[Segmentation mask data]
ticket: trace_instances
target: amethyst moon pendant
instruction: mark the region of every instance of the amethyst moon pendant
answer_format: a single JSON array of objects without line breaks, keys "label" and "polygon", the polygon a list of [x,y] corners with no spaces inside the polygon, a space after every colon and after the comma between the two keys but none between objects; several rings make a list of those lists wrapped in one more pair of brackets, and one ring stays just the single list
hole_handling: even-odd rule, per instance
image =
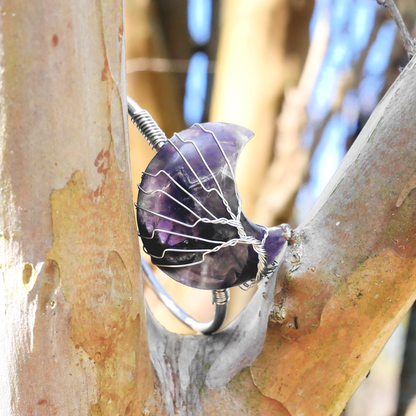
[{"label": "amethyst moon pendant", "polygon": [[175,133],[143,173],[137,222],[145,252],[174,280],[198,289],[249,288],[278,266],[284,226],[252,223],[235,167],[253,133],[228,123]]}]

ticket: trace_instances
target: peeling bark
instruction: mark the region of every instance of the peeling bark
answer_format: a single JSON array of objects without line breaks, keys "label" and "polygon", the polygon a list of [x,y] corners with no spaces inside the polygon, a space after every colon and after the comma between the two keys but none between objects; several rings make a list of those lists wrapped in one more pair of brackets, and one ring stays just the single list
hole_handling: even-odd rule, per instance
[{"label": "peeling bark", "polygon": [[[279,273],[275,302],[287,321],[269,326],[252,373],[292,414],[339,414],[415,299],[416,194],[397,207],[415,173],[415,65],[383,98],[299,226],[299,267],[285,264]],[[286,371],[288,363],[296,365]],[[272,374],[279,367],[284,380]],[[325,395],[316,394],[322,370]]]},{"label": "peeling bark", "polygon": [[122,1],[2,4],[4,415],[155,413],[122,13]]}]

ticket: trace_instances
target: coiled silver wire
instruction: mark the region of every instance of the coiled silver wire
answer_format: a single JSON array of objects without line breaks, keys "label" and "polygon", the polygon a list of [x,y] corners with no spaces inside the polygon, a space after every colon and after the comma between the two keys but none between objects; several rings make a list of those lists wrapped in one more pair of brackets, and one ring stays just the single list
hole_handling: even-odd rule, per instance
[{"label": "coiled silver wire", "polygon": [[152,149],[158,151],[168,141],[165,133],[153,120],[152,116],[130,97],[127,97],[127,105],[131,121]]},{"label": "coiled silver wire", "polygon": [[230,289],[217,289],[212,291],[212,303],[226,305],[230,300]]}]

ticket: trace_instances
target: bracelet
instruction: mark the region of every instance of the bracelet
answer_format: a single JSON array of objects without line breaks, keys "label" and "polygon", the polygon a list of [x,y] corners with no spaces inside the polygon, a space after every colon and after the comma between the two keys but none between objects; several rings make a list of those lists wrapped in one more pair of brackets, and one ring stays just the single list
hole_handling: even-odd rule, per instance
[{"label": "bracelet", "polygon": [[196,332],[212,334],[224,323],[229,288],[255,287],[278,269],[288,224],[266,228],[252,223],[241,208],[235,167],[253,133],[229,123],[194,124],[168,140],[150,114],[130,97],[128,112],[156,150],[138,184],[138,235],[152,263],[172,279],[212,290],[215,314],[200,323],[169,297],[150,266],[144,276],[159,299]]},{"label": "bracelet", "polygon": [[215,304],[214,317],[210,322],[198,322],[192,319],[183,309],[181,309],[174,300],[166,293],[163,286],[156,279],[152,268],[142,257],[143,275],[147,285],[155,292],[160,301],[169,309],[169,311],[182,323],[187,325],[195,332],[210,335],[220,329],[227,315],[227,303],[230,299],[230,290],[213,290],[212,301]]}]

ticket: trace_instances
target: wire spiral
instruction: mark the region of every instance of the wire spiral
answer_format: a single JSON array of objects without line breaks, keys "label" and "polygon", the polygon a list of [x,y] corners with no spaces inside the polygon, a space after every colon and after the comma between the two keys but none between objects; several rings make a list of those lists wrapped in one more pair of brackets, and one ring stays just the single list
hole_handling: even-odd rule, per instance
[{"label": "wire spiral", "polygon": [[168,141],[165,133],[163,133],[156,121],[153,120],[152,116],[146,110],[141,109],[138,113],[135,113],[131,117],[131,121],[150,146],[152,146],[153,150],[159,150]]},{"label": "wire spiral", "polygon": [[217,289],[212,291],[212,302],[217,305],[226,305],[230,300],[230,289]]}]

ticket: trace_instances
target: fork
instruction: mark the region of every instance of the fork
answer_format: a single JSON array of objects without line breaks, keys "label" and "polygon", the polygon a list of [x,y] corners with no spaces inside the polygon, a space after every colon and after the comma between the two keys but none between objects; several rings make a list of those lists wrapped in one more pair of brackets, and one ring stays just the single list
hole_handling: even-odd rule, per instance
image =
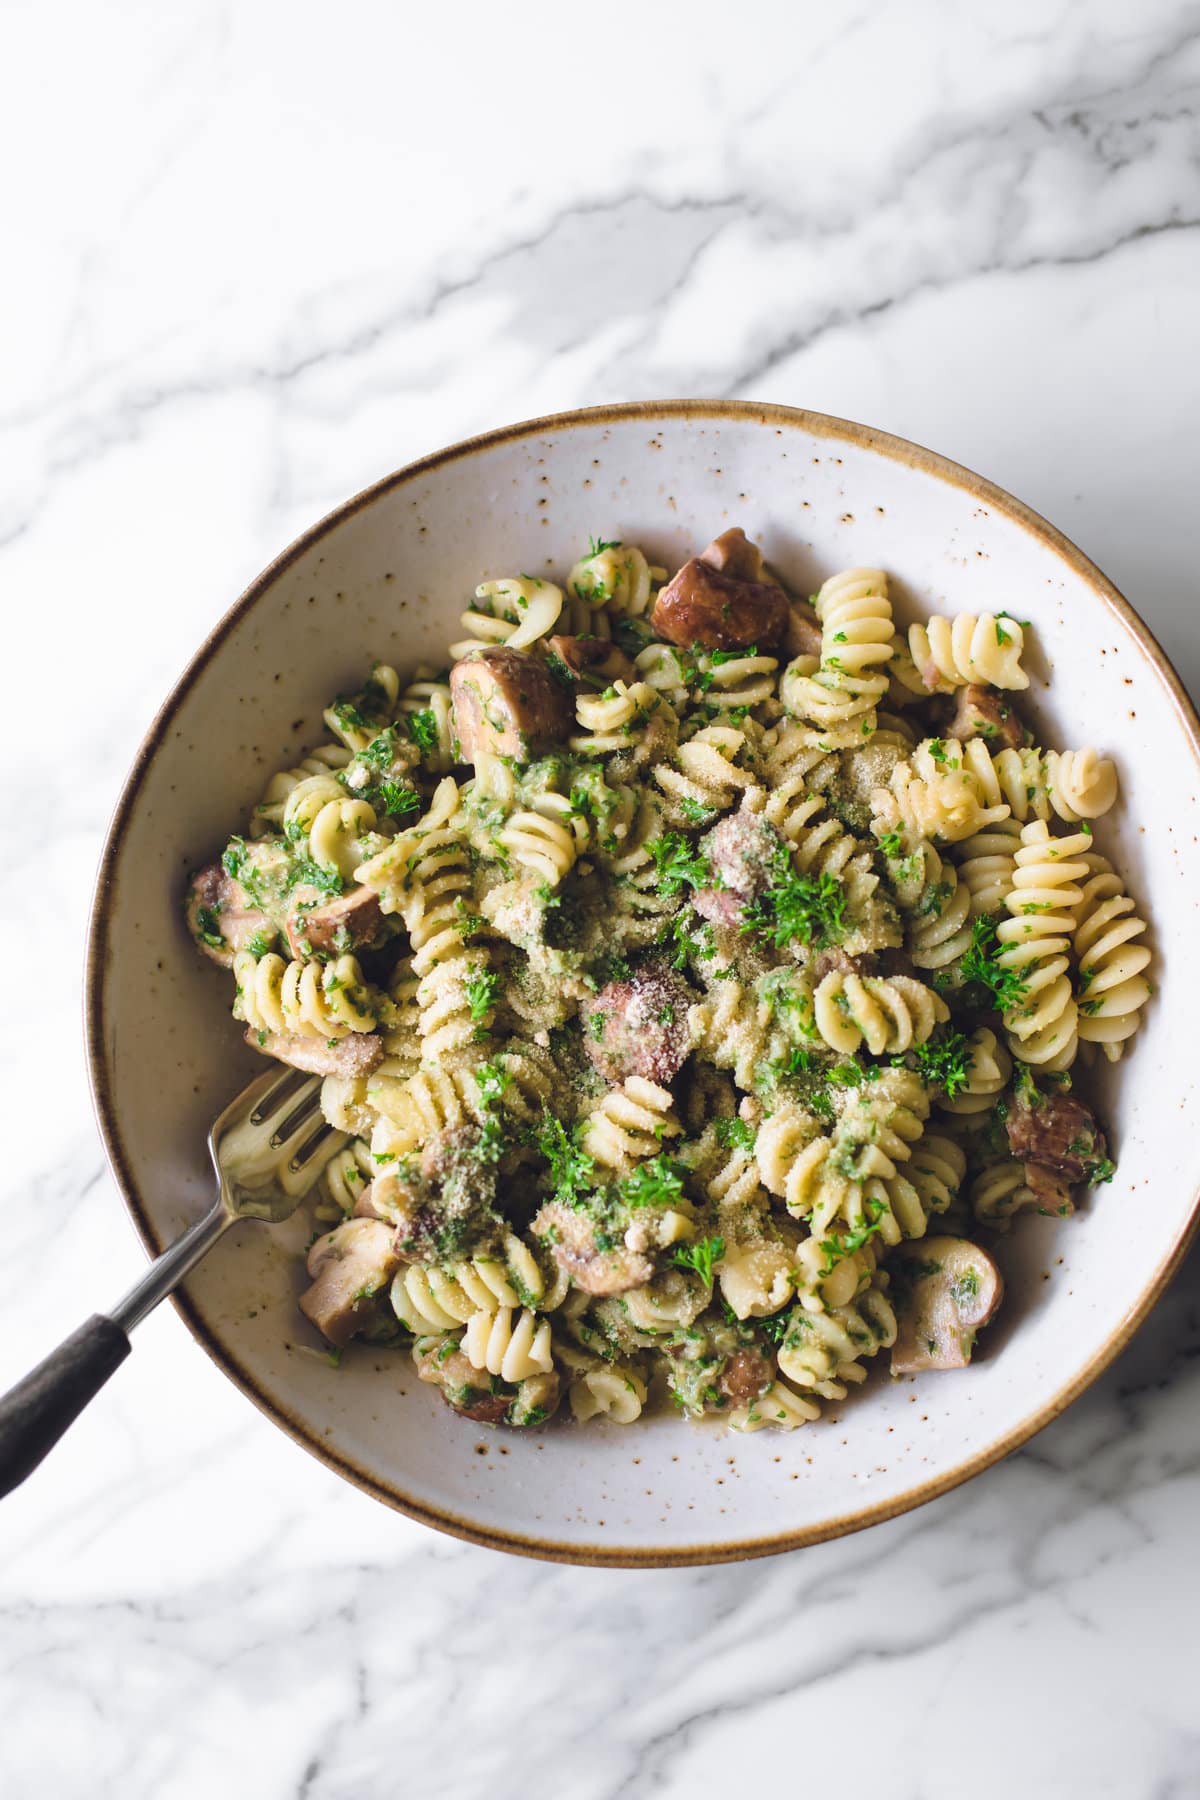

ACTIVITY => What is needed is each line of the entries that contains the word "region".

SOLUTION FOR THIS PROBLEM =>
instruction: mark the region of every instance of the amethyst moon pendant
instruction: mark the region of every instance of the peeling bark
instruction: mark the region of every instance of the coiled silver wire
instruction: mark the region of every instance of the bracelet
instruction: mark the region of every instance of the wire spiral
instruction: mark the region of every instance of the fork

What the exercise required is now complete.